=== Consigne écrite A ===
Réécrivez toutes les lignes des entrées de pointage d'objets étiquetés ci-dessous, y compris celles sans coordonnées, en multipliant par 1,7 chaque coordonnée des réponses et en l'arrondissant à l'entier le plus proche, les demis vers le haut. Laissez les images de côté.

=== Texte du document ===
◆ ◆ ◆

C’est une révolution culturelle, une mutation insidieuse que rien ne semble pouvoir arrêter. L’armée israélienne, matrice de la création de l’Etat juif, melting-pot, disait-on, de toutes les diasporas du monde, est-elle encore l’« armée du peuple » ou celle des religieux ?
La question est stratégique : si une forte proportion des commandants d’unités et des soldats de Tsahal porte kippa, ils ne manifesteront pas beaucoup d’empressement le jour où il faudra évacuer les colons religieux établis sur le territoire du futur Etat palestinien. Parce que leur loyauté sera écartelée entre deux devoirs : la discipline militaire et les interdits du rabbinat militaire (…)
Le phénomène est avéré : 35 à 40 % des conscrits et officiers d’infanterie sont religieux, de même que 30 % des effectifs des unités de combat. Tels sont les chiffres du Pr Yagil Levy, spécialiste réputé de l’interaction entre l’armée et la société israélienne : « C’est une évolution qui ne cesse de se renforcer, nous explique-t-il. La plupart des commandants de la brigade Golani (prestigieuse brigade d’infanterie) sont des religieux. Quant à revenir en arrière, il est trop tard ».
Le professeur Levy n’a rien d’une Cassandre, mais il estime sage de tirer la sonnette d’alarme. Il n’est pas le seul : en juin, le général Avi Zamir, directeur du personnel de l’armée, a quitté ses fonctions en envoyant un brûlot au chef d’état-major, le général Benny Gantz. Sous forme d’un appel à enrayer la radicalisation religieuse galopante au sein des forces armées, qui menace, écrivait-il, de détruire le modèle de « l’armée du peuple ».
Son rapport avait été précédé d’une étude du Dr Neri Horowitz. A force d’appliquer strictement le concept « d’intégration appropriée » (un code de conduite pour éviter pour la promiscuité entre religieux et femmes-soldats), ces dernières sont reléguées dans des postes subalternes, soulignait ce sociologue, qui évoquait une « extrême coercition religieuse ».

◆ ◆ ◆

Entrées de pointage d'objets étiquetés
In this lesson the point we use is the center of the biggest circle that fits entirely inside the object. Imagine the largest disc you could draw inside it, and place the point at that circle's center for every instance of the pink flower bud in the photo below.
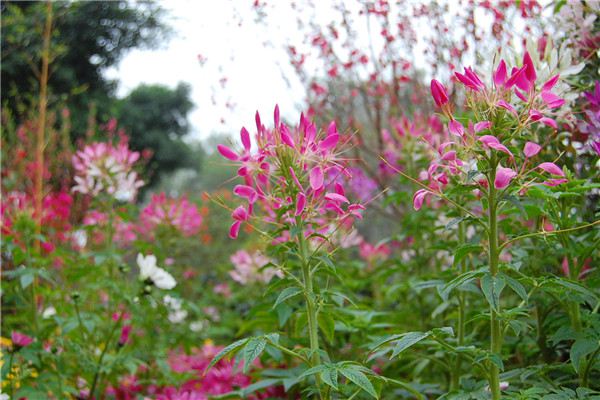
(439, 93)
(503, 177)
(531, 149)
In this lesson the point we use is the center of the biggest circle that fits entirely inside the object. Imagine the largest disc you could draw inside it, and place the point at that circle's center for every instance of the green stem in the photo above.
(11, 380)
(456, 373)
(101, 359)
(311, 313)
(588, 368)
(493, 254)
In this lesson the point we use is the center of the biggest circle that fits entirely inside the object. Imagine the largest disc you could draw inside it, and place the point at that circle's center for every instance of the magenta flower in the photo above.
(105, 168)
(419, 198)
(20, 339)
(470, 80)
(492, 142)
(551, 168)
(438, 91)
(503, 177)
(531, 149)
(124, 338)
(178, 213)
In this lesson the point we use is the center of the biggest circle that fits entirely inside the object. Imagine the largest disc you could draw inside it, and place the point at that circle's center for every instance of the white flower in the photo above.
(49, 312)
(178, 316)
(197, 326)
(148, 270)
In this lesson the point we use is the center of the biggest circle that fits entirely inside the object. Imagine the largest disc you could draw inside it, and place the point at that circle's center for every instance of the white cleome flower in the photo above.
(148, 270)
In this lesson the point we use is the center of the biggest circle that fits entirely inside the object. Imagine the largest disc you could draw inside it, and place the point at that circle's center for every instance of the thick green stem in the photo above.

◆ ◆ ◆

=== Consigne écrite B ===
D'après le texte du document, quelle part des effectifs des unités de combat est religieuse ?

=== Résultat A ===
In this lesson the point we use is the center of the biggest circle that fits entirely inside the object. Imagine the largest disc you could draw inside it, and place the point at that circle's center for every instance of the pink flower bud in the photo below.
(746, 158)
(855, 301)
(903, 253)
In this lesson the point we use is the center of the biggest circle that fits entirely inside the object. Imagine the largest disc you could draw inside it, and place the point at that circle's center for every instance of the green stem in the photo above.
(19, 646)
(775, 634)
(172, 610)
(529, 532)
(1000, 626)
(838, 432)
In this lesson the point we use is the center of the biggest circle that fits entirely inside the object. Imagine the largest disc you could draw inside it, and place the point at that circle's center for every instance of the magenta flower in the photo above.
(179, 286)
(712, 337)
(34, 576)
(799, 136)
(836, 241)
(937, 286)
(745, 155)
(855, 301)
(903, 253)
(211, 575)
(303, 362)
In this lesson the point we use is the center of the biggest circle that fits entirely inside the object. Imagine the largest disc you could draw inside it, and place the point at that circle's center for every instance of the white flower in the photo above.
(83, 530)
(303, 537)
(335, 554)
(252, 459)
In this lesson the point we use is the center of the biggest circle that fits entirely inside the object. Imagine the largest disc you could draw inside it, and place the point at that circle's center for every instance of the white cleome flower in the photo above.
(252, 459)
In this lesson the point we use is the center of the biggest circle that fits entirely inside the object. Imagine the largest disc you could draw inside it, and place the point at that circle's center for every instance of the thick green stem in the photo above.

=== Résultat B ===
30 % des effectifs des unités de combat sont religieux.